Instructions to follow
Please format the lines from the one containing "Agricultural drone survey: scan the aerial photo for gray" through the one containing "906, 343, 961, 400", both included, as a JSON list of strings with one string per line and any blank lines omitted.

--- Supplied data ---

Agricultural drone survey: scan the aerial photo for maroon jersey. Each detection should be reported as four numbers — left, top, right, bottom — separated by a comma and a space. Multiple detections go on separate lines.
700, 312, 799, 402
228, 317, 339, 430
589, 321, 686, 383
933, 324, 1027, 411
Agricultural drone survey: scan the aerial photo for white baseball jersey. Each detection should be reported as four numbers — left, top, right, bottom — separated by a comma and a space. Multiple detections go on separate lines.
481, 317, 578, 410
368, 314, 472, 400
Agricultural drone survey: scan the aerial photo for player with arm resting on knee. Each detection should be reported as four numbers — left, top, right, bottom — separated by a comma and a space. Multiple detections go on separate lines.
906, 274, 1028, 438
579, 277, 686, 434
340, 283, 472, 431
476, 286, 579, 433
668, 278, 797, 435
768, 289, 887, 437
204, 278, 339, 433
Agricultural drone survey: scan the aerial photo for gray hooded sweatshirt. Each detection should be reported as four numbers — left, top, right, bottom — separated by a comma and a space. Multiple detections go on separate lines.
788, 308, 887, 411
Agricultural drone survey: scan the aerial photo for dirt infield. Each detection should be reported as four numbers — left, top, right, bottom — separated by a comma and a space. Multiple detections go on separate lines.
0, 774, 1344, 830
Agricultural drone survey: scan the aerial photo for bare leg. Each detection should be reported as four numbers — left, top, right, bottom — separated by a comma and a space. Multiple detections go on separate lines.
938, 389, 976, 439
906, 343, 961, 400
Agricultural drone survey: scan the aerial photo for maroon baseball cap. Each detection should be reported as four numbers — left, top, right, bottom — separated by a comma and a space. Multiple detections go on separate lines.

---

Full output
[
  "Agricultural drone survey: scan the aerial photo for gray hooded sweatshirt. Each detection should be reported as four numbers — left, top, right, bottom — separated by a comma and a space. Multiple detections go on separate lines.",
  "788, 308, 887, 411",
  "Agricultural drone survey: scan the aerial photo for dirt infield. Each detection should be reported as four numbers — left, top, right, bottom — separated by a comma and a space. Multiple detections go on separate lines.",
  "0, 774, 1344, 830",
  "Agricultural drone survey: scan the aerial photo for bare leg. Each detection should be reported as four numbers — left, top, right, bottom — separated by a comma and a space. Multiple detections go on separate lines.",
  "938, 389, 976, 439",
  "906, 343, 961, 400"
]